Provided passage =>

════════════════════

- Common names: Spike disease
- Causal agents: Phytoplasma
- Hosts: Sandal (Santalum album)
- Vectors: Leaf hopper: Jassus indicus
- Distribution: India

= Sandal spike phytoplasma =

Tree disease

Sandalwood (Santalum album. L), a semi-root parasitic tree is the source of the East Indian sandalwood and oil. Spike disease caused by phytoplasma is the major disease of sandalwood.

The disease is noticed in all major sandal-growing states of India. Spike disease is characterized by extreme reduction in leaf size accompanied by stiffening and reduction of internode length. In advanced stage, the entire shoot gives the appearance of a spike inflorescence. Spiked trees die within one–two years after the appearance of visible symptoms. The pathogen, sandal spike phytoplasma, was first detected by electron microscopy in 1969. Phytoplasmas are pleomorphic and fragile organisms occupying relatively small areas within the sieve tubes (phloem) of the host plants. The major obstacle limiting research on phytoplasma disease is that the organism has not so far been isolated and cultivated in vitro.

Sandal spike phytoplasma is a pleomorphic microorganism and are the smallest organism capable of independent replication (i.e. does not need a host). The pathogen is around 0.4 to 1.0 micrometer in diameter, has a cell membrane, ribosome and DNA. The amino acids cysteine, methionine and tryptophan are absent in sandal spike phytoplasma.

════════════════════

Study material =>
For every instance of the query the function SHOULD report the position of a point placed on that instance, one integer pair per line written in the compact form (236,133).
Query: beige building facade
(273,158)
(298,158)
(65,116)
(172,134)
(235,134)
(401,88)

════════════════════

Your tasks =>
(A) List the amino acids that the sandal spike phytoplasma passage says are absent in the pathogen.
(B) Reproduce the sandal spike phytoplasma passage between "- Vectors: Leaf" and "disease of sandalwood.", inclusive.
Rely only on the passage about sandal spike phytoplasma.

Expected results =>
(A) Cysteine, methionine, tryptophan

(B)
- Vectors: Leaf hopper: Jassus indicus
- Distribution: India

= Sandal spike phytoplasma =

Tree disease

Sandalwood (Santalum album. L), a semi-root parasitic tree is the source of the East Indian sandalwood and oil. Spike disease caused by phytoplasma is the major disease of sandalwood.